- _What is asked_: Print the records below word for word, leaving out the pictures.

- _Records to use_:
--- begin ---

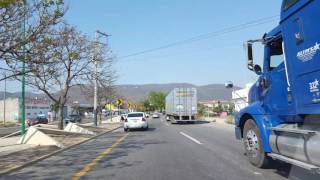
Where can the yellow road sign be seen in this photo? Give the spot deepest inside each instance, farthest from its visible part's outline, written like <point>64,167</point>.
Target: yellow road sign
<point>119,102</point>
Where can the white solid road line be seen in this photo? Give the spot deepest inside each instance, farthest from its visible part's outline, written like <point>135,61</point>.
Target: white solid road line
<point>191,138</point>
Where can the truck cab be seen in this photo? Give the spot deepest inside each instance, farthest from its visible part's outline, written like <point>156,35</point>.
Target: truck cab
<point>283,118</point>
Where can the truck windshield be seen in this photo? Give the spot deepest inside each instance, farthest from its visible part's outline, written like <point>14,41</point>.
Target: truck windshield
<point>289,3</point>
<point>276,54</point>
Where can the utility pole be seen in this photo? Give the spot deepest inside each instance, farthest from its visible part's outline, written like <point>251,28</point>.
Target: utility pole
<point>23,84</point>
<point>4,99</point>
<point>95,101</point>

--- end ---

- _Task result_:
Where can the yellow road sign be seen in this photo? Give the spot deepest inside each instance, farthest from its visible part's outline, written like <point>64,167</point>.
Target: yellow road sign
<point>119,102</point>
Where can the white solid road line be seen in this photo? Give the spot deepest inside each instance, farthest from its visible part's outline, written like <point>135,61</point>.
Target: white solid road line
<point>191,138</point>
Where can the truck cab be seen in this photo? Give the spot deepest inside each instance, farthest from its visible part's outline, written like <point>156,35</point>.
Target: truck cab
<point>283,118</point>
Where can the truck windshield be seen in this photo? Give the spot deepest inside each instance, farthest from its visible part's outline, written like <point>14,41</point>.
Target: truck windshield
<point>289,3</point>
<point>276,54</point>
Where can the utility pole be seen in this photo? Give the spot deepest inside each instance, farthest from its visible part's outline, written like <point>251,28</point>.
Target: utility pole
<point>23,84</point>
<point>4,99</point>
<point>95,101</point>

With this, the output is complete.